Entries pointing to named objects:
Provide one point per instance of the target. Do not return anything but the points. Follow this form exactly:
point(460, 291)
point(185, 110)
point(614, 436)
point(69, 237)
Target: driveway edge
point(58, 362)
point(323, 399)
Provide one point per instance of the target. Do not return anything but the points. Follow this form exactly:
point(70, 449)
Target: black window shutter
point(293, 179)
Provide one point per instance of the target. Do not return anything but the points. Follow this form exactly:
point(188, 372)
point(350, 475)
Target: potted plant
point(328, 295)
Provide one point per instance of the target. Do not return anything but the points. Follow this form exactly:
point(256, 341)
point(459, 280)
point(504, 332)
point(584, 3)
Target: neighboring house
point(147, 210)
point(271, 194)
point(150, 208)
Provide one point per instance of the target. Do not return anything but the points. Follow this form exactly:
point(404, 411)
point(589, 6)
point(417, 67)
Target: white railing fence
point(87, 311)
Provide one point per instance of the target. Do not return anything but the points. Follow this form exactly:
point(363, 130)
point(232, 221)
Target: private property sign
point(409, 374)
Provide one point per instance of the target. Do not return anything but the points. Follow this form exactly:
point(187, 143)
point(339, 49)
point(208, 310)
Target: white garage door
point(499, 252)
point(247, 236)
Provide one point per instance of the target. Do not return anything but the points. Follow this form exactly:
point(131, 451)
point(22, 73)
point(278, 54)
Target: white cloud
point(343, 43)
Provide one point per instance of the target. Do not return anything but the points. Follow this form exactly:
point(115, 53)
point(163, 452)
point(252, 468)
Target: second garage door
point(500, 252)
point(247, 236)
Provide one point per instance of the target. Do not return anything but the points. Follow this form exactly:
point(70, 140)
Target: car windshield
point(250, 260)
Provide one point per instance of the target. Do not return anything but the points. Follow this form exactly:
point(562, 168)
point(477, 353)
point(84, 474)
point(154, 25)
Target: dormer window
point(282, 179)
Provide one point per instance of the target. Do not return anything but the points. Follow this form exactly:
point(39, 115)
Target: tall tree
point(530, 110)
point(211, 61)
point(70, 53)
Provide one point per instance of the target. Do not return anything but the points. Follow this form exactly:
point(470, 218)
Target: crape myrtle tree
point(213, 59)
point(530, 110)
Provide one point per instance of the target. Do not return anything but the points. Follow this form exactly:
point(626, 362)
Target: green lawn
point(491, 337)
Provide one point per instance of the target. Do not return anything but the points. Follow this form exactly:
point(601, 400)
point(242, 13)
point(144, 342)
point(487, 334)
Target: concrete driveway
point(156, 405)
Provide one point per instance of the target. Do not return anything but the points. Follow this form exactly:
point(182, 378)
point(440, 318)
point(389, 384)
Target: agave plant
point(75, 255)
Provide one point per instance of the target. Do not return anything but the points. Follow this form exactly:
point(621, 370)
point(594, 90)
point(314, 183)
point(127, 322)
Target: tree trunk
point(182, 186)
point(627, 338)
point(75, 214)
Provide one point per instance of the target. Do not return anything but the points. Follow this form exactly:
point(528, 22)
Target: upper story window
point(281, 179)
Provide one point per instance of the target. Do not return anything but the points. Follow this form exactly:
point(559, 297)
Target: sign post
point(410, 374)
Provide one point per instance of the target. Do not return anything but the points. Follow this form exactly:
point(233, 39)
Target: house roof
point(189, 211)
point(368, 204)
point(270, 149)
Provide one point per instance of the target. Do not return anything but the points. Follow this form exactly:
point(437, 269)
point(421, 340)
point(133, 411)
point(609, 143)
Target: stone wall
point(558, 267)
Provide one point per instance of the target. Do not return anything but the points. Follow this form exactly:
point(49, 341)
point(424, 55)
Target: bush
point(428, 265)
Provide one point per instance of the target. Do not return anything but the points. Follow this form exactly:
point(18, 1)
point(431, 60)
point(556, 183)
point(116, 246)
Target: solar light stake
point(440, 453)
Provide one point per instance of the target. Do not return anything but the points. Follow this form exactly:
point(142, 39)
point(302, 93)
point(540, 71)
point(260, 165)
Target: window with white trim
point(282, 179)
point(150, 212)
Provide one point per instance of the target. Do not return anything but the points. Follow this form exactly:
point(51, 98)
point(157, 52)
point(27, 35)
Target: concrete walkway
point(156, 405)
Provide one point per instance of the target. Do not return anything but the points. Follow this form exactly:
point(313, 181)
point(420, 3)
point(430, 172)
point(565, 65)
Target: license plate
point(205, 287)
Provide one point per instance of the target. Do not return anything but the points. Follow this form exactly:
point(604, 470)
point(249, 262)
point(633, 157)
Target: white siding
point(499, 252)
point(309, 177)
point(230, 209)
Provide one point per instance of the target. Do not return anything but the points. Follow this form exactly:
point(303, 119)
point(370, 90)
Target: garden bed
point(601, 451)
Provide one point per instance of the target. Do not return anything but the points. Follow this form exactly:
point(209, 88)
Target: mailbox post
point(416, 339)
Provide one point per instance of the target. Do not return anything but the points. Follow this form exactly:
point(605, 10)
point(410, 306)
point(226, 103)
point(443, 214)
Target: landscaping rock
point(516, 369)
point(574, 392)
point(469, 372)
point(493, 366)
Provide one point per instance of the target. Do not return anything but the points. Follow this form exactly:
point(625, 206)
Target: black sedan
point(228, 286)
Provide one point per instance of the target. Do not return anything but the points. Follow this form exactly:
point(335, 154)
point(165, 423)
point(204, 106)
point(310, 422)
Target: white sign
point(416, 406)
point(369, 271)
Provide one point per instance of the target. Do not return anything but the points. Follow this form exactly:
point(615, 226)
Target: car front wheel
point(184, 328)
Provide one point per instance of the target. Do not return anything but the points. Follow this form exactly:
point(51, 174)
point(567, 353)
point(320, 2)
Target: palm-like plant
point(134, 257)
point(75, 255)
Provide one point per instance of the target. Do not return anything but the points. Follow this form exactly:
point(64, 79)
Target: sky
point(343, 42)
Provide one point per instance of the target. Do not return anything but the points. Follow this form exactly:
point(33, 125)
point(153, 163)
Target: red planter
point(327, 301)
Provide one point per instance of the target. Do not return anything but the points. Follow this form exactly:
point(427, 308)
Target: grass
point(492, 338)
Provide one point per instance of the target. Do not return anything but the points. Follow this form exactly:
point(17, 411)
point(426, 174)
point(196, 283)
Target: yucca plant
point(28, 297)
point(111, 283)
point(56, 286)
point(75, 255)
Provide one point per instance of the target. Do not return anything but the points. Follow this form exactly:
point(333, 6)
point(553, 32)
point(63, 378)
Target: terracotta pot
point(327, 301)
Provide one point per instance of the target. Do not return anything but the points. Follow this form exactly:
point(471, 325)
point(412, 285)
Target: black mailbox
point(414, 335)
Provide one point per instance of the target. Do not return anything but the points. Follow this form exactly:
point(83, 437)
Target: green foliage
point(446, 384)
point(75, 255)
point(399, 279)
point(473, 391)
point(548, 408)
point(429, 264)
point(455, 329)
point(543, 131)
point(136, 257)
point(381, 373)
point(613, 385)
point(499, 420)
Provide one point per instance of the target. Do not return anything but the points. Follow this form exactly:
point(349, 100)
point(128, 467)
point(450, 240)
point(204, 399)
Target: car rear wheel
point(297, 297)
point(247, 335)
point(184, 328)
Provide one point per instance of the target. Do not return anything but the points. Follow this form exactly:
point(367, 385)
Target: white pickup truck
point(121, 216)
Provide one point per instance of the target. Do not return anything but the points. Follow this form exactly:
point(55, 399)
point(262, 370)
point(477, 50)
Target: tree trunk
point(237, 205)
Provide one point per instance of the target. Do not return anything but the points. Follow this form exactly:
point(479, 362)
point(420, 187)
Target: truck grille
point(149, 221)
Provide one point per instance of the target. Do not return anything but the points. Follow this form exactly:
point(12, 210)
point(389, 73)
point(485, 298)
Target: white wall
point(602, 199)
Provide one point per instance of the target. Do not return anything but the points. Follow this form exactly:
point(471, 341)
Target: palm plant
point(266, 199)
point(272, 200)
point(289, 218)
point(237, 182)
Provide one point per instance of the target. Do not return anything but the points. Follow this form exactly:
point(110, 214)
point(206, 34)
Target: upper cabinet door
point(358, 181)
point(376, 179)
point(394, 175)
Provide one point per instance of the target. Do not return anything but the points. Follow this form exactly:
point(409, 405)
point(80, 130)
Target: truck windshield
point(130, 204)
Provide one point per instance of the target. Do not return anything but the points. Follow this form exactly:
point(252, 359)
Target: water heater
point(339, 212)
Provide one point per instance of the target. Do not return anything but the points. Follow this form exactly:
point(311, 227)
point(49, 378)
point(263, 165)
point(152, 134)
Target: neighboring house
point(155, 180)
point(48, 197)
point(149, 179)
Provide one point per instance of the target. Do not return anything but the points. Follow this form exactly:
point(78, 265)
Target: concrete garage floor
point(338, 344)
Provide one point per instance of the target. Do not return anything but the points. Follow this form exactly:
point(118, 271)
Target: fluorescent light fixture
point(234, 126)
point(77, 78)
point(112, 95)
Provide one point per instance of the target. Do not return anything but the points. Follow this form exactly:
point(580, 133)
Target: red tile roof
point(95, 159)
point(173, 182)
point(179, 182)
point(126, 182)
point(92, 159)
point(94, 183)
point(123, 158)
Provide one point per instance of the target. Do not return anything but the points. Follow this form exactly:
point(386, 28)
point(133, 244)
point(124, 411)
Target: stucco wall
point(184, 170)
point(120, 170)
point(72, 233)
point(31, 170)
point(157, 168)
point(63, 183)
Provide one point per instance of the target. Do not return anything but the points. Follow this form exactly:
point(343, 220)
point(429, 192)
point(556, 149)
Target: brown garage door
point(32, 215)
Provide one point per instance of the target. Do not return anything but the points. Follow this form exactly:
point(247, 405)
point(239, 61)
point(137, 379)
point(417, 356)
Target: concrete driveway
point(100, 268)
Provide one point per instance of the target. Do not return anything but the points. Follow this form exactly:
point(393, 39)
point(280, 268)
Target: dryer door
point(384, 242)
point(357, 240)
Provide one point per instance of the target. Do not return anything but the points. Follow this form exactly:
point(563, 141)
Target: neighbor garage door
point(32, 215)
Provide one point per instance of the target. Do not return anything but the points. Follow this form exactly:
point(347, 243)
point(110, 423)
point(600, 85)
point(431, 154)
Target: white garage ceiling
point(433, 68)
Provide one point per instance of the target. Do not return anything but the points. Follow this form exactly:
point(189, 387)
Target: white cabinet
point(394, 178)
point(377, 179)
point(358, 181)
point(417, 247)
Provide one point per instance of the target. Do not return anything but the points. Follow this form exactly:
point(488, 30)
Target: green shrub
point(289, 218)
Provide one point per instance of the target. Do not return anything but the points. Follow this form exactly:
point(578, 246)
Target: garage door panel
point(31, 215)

Directive
Retype the material starting at the first line and ending at the line that contains "point(409, 374)", with both ends included.

Completed exercise
Provide one point per instance of the target. Do not return anything but the points. Follow this form exactly:
point(460, 291)
point(185, 110)
point(614, 436)
point(69, 237)
Target: driveway edge
point(58, 362)
point(323, 399)
Provide one point per instance of the target. Do not return anything but the points. Follow this form exactly:
point(70, 449)
Target: black window shutter
point(293, 179)
Provide one point per instance of the target. Do not return anything but the points. Follow this form exactly:
point(188, 372)
point(350, 475)
Target: potted plant
point(328, 295)
Provide one point per instance of the target. Do not return anything but the points. Follow this form exactly:
point(256, 341)
point(459, 280)
point(504, 332)
point(584, 3)
Target: neighboring house
point(147, 210)
point(271, 194)
point(150, 208)
Provide one point per instance of the target. Do not return anything but the points. Follow this form exactly:
point(404, 411)
point(589, 6)
point(417, 67)
Target: white railing fence
point(87, 311)
Provide one point per instance of the target. Do not return anything but the points. Follow this form exactly:
point(363, 130)
point(232, 221)
Target: private property sign
point(409, 374)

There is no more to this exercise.